### [Task to carry out]
Start with the line containing "box: [63, 9, 82, 27]" and write out each line through the end of the listing, exactly as given.

### [Record set]
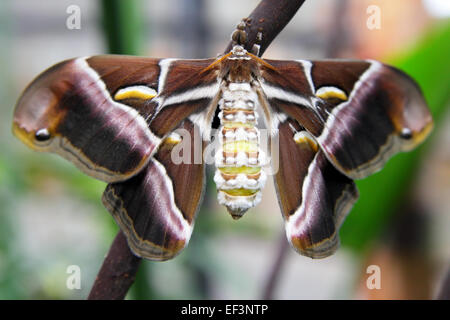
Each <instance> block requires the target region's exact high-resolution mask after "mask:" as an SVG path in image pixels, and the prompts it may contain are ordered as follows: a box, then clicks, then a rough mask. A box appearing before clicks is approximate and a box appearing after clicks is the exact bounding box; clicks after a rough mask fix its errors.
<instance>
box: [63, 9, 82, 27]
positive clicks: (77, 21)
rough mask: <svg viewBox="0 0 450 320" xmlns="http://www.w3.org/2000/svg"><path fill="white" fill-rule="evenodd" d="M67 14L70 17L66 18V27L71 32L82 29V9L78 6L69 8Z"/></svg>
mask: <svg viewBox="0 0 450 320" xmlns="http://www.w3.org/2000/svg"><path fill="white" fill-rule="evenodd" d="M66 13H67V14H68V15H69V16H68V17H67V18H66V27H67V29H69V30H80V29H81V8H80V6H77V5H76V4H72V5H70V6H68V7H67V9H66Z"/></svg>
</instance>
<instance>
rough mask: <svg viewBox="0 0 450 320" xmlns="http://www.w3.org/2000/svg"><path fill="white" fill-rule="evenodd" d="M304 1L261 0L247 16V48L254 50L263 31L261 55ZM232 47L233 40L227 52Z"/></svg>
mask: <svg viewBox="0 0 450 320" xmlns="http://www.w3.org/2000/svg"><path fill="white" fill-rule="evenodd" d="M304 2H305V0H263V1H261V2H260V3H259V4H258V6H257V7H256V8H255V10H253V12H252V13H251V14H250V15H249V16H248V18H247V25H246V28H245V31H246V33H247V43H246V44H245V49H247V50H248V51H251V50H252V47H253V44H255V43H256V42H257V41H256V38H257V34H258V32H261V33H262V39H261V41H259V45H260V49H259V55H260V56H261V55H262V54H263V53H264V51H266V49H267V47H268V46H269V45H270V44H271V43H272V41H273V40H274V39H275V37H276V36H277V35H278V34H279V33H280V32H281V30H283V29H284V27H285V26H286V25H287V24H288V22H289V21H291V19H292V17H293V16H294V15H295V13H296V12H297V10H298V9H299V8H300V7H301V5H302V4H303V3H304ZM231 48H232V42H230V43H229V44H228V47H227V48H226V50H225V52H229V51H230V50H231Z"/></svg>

### [Result below]
box: [63, 9, 82, 27]
positive clicks: (77, 21)
rough mask: <svg viewBox="0 0 450 320" xmlns="http://www.w3.org/2000/svg"><path fill="white" fill-rule="evenodd" d="M67 14L70 17L66 18V27L71 32L82 29V9L78 6L69 8Z"/></svg>
mask: <svg viewBox="0 0 450 320" xmlns="http://www.w3.org/2000/svg"><path fill="white" fill-rule="evenodd" d="M66 13H67V14H68V15H69V16H68V17H67V18H66V27H67V29H69V30H80V29H81V8H80V6H77V5H76V4H72V5H70V6H68V7H67V9H66Z"/></svg>
</instance>
<instance>
rough mask: <svg viewBox="0 0 450 320" xmlns="http://www.w3.org/2000/svg"><path fill="white" fill-rule="evenodd" d="M304 1L261 0L247 16V48L254 50L263 31L261 55ZM232 47L233 40L227 52Z"/></svg>
mask: <svg viewBox="0 0 450 320" xmlns="http://www.w3.org/2000/svg"><path fill="white" fill-rule="evenodd" d="M304 2H305V0H263V1H261V2H260V3H259V4H258V6H257V7H256V8H255V10H253V12H252V13H251V14H250V15H249V16H248V18H247V25H246V28H245V31H246V33H247V43H246V44H245V49H247V50H248V51H251V50H252V47H253V44H255V43H256V42H257V41H256V38H257V34H258V32H261V33H262V39H261V41H259V45H260V49H259V55H260V56H261V55H262V54H263V53H264V51H266V49H267V47H268V46H269V45H270V44H271V43H272V41H273V40H274V39H275V37H276V36H277V35H278V34H279V33H280V32H281V30H283V29H284V27H285V26H286V25H287V24H288V22H289V21H291V19H292V17H293V16H294V15H295V13H296V12H297V10H298V9H299V8H300V7H301V5H302V4H303V3H304ZM231 48H232V42H230V43H229V44H228V47H227V48H226V50H225V52H229V51H230V50H231Z"/></svg>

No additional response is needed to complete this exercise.